(Photo-based referring expression data)
□ □ □ □ □ □ □

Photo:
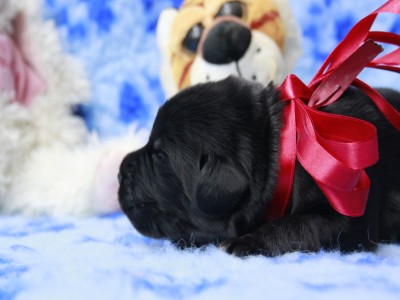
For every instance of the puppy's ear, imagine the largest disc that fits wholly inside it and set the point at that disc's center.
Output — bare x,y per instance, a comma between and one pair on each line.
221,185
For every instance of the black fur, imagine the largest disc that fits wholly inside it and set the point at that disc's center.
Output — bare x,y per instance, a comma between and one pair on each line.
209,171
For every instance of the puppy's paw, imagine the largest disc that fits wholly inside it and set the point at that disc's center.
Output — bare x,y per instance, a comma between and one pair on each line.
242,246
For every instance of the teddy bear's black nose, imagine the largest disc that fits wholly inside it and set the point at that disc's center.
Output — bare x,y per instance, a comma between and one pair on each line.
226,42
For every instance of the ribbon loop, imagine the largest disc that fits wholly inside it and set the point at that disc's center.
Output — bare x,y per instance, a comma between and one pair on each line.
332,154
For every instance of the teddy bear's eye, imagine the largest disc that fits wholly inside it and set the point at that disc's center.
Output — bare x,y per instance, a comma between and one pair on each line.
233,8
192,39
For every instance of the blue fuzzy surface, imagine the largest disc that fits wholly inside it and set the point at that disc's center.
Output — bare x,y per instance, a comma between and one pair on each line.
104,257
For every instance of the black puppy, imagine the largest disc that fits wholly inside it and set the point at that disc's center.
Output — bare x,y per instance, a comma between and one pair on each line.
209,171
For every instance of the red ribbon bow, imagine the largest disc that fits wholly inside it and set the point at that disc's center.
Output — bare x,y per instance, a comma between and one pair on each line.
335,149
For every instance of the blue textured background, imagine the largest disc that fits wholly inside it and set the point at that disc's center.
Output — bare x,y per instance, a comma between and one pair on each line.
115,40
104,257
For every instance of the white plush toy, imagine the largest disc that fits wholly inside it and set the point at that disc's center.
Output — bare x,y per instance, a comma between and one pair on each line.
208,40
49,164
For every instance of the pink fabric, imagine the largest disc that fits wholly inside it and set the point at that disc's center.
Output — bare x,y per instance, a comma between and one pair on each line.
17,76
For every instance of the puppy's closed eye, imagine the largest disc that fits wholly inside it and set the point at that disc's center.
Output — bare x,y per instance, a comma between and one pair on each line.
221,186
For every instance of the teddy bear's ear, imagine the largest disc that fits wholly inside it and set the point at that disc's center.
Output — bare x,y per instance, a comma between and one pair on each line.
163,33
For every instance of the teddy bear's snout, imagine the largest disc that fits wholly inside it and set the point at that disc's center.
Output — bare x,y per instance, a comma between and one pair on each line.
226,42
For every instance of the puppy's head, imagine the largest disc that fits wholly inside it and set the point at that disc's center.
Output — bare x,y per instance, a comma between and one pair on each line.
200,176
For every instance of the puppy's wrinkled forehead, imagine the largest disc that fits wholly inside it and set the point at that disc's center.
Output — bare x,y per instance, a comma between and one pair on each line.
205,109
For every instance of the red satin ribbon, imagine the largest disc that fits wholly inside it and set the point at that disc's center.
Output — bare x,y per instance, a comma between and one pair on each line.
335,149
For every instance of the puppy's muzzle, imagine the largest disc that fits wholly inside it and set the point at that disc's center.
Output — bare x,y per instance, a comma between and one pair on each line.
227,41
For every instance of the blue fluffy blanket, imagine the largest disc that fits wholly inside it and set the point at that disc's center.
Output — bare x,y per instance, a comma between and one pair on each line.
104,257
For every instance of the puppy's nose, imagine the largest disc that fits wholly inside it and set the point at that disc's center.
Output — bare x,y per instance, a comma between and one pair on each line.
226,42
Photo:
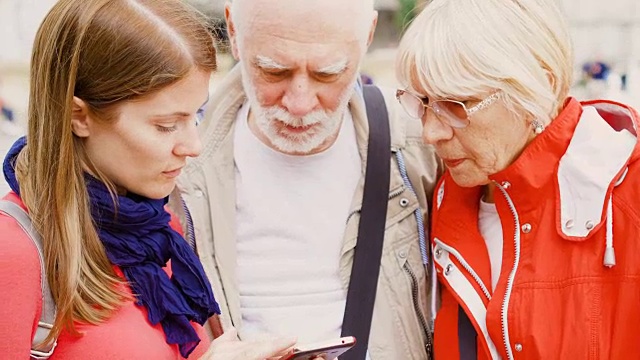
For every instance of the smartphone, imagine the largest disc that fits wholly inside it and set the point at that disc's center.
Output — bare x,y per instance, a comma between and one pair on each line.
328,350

□ □ □ □ □ □ □

• Work required:
Output all of the records exactly as they appear above, but not the pictures.

• Solution for this exercise:
Photo:
For every instance of the puppy's ear, imagine the largest disc that fits wholly inside it and set the point at that disc's center.
Output — bare x,y per instance, a comma between and one pair on each line.
221,185
For every instance of the black fur, imagine the largest disc that fits wholly inside it and set the point at that disc's center.
Output — bare x,y per instance, a comma between and one pair on each line.
209,171
For every instance of the puppy's paw, imagine the largest disc that fits wholly inside it and set the point at that disc's center.
Output — bare x,y per instance, a comma between and one pair on each line.
242,246
For every instance of the teddy bear's black nose, imagine the largest disc that fits wholly inside it and set the point at that disc's center.
Output — bare x,y per instance, a comma between and one pair on each line.
226,42
For every instance of the ribbon loop, imagine the largest disc that fits wholly inside it and set the point at that disc's center.
Output — bare x,y per instance, a comma between and one pair on each line.
332,154
For every instance of the teddy bear's eye, imagine the largest disc that fits wholly inside it and set the point at that disc's center.
Output — bare x,y per instance, a comma between and one pair on each line.
233,8
192,39
For every instance of the blue fuzzy surface, imagine the largest disc that fits wholly inside it and set the point at that disc's center.
Output — bare x,y per instance, a comma between and one pair on each line.
104,257
For every instance of the black puppy, imagine the largest disc that fits wholly inside it and set the point at that disc's center.
Output — bare x,y per instance, a comma between and one pair on each line.
209,171
For every instance of the red ribbon bow, imagine the largest disc that fits wholly inside it and set the point at that disc's center.
Output — bare x,y per instance, a comma between and one pair on each line.
335,149
For every instance of the blue textured background, imagine the largest disc that fits wholly inside it and set the point at that disc's center.
Output — bare x,y per instance, a comma between and one pair on each line.
115,40
104,257
For every instance of the white plush toy, imagine the largest disc that fits wholly inside it and set the point at that disc's center.
Output — bare x,y per instance, a comma between and one pair on each line.
208,40
49,164
For every instance of the pink fabric, imagine the largest disc that fits wholly inside it and set the point at that disc's center.
Output — bare x,y per instance, a comma between and one pair on each line.
17,76
For every instance of the puppy's closed eye, imagine the largest disc that fits wholly inside it and set the point at that disc's center.
Output — bare x,y per instance, a comma between and one pair on each line.
221,186
For every instance of the teddy bear's ear, imagine the largest disc that fits wholly inside it and set the point at that disc's center.
Output — bare x,y per instance, a comma between and one pair on each line.
163,33
For every instance of the teddy bear's snout, imagine the largest disc that fits wholly inside it and set the point at that disc's center.
Output — bare x,y per instance, a comma between and one pair on each line.
226,42
For every instance of the puppy's head, imagine the largest disc that fits wholly inside it and set the point at that disc's center.
Output — bare x,y per instance, a comma between and one pair on each line.
200,176
For every instance of the puppy's wrinkled forehead, imagine the largest disc that fits wholly inside it and set the point at that disc's center.
Output — bare x,y per instance, a comma between and one pair on each line.
205,109
For every instance of the red satin ribbon, imagine the largest disc that fits wholly inside it and set the point at that disc's center.
Output — bare x,y per instance, a comma between and one pair on each line.
335,149
For every instance of the puppy's muzzle, imagine the largest disc that fits wholly inside it and set the point at that disc's center.
Output — bare x,y per instance, a comma between and one pair on each line.
227,41
For every instance of the blue fluffy blanket, imagine the largest disc that fits wholly inside it and set the point at that disc's center.
Output — bare x,y per instance, a comma between and one pair on each line.
104,257
For every instance of the puppy's nose, imagine the largest disc that fits wholly inside it and set the point at that disc's center.
Output — bare x,y per instance, a comma between and one pair on each line.
226,42
Photo:
For every instance of the smartphone, imagine the largest disc that fits wholly inside it and set the point at that disc's center.
Output — bare x,y per instance, a comma between and one pair on each line.
328,350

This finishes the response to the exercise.